== Page text ==
## BEGIN
[A-List] Argentina, IMF Stand-Off Continues
Michael Keaney
michael.keaney at mbs.fi
Wed Mar 10 02:17:26 MST 2004
Stratfor writes:
The International Monetary Fund's job is -- well, it has some job, but no
one is really sure any longer what it is. In the case of Argentina, it seems
to be operating as a multinational bill collector for foreign financial
interests. In other cases, it seems to operate as a particularly inept
social worker, sending in home economists to teach impoverished housewives
how to make more nutritious meals for less. The IMF has been pilloried for
being a tool of globalist financial interests, for being inept at managing
financial crises and for being ineffective at disciplining profligate
nations. The odd thing is that the IMF is guilty of all the charges.
-----
This is quite radical stuff from Stratfor. That it misses the point of why
the IMF exists at all is mitigated by the fact that it points out all the
manifest failures of the IMF in terms of the functionalist criteria
according to which the institution is supposed to operate. Nobody would
publicly admit that it really operates to protect the interests of
Citigroup, Goldman Sachs, et al. But it is becoming harder to pretend
otherwise. Here is where the facilitation of accumulation creates a
legitimisation crisis. Or, in this case, fosters one. Because Köhler,
appointed thanks to energetic lobbying by Gerhard Schröder who insisted upon
a German taking over from Michel Camdessus, had to clean up a lot of the
mess he inherited from the Camdessus regime, which was reeling a bit thanks
to the fiasco of the Asian crisis and the attacks being made on the IMF by
the global anticapitalist movement and by the likes of Joseph Stiglitz,
among others. Köhler oversaw a streamlining of the conditionality criteria
for loans, expressly on the premise that the IMF had got itself into hot
water by being overly prescriptive and meddlesome. To publicly admit such a
thing is a measure of the damage limitation felt necessary in the aftermath
of a set of obvious failures, coupled with an incoming Bush administration
expressing doubts on all the received wisdom previously promoted by Clinton.
## END
== Records supplied ==
## BEGIN
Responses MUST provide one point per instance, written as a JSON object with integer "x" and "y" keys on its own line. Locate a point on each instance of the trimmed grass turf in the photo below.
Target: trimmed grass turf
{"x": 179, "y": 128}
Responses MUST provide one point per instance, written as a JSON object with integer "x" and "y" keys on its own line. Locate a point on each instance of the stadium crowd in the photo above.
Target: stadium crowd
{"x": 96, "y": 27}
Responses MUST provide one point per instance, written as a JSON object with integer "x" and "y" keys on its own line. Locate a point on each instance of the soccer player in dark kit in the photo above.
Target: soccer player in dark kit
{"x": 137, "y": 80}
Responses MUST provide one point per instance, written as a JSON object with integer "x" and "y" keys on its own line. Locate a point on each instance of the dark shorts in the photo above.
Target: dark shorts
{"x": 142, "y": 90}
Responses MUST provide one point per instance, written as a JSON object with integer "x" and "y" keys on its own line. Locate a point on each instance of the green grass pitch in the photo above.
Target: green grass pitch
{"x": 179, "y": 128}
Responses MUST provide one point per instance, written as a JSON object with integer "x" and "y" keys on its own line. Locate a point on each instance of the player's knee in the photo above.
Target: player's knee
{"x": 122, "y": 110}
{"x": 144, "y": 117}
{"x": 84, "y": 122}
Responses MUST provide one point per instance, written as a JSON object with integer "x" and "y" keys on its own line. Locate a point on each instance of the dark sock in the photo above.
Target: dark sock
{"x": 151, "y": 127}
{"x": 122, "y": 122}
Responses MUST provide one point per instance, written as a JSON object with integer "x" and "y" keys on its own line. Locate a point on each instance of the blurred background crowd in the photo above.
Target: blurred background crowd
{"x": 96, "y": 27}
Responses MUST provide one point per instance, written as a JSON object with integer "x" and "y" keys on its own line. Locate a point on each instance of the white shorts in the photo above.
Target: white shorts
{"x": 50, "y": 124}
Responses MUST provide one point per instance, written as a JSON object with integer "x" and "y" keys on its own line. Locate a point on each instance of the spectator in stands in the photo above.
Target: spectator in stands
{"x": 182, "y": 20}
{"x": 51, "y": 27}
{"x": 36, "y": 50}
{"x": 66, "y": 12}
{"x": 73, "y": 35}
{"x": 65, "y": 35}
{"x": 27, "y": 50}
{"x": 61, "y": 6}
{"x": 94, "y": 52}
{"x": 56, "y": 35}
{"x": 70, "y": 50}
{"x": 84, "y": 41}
## END
== Work instructions ==
Condense the paragraph in the Argentina and IMF post that begins "The International Monetary Fund's job is" into a short bulleted list of its main claims.

== Result of this task ==
- No one is sure anymore what the IMF's job is.
- In Argentina, it seems to act as a multinational bill collector for foreign financial interests.
- Elsewhere, it seems to act as an inept social worker, sending home economists to teach impoverished housewives to make more nutritious meals for less.
- It has been criticized as a tool of globalist financial interests, as inept at managing financial crises, and as ineffective at disciplining profligate nations.
- It is guilty of all these charges.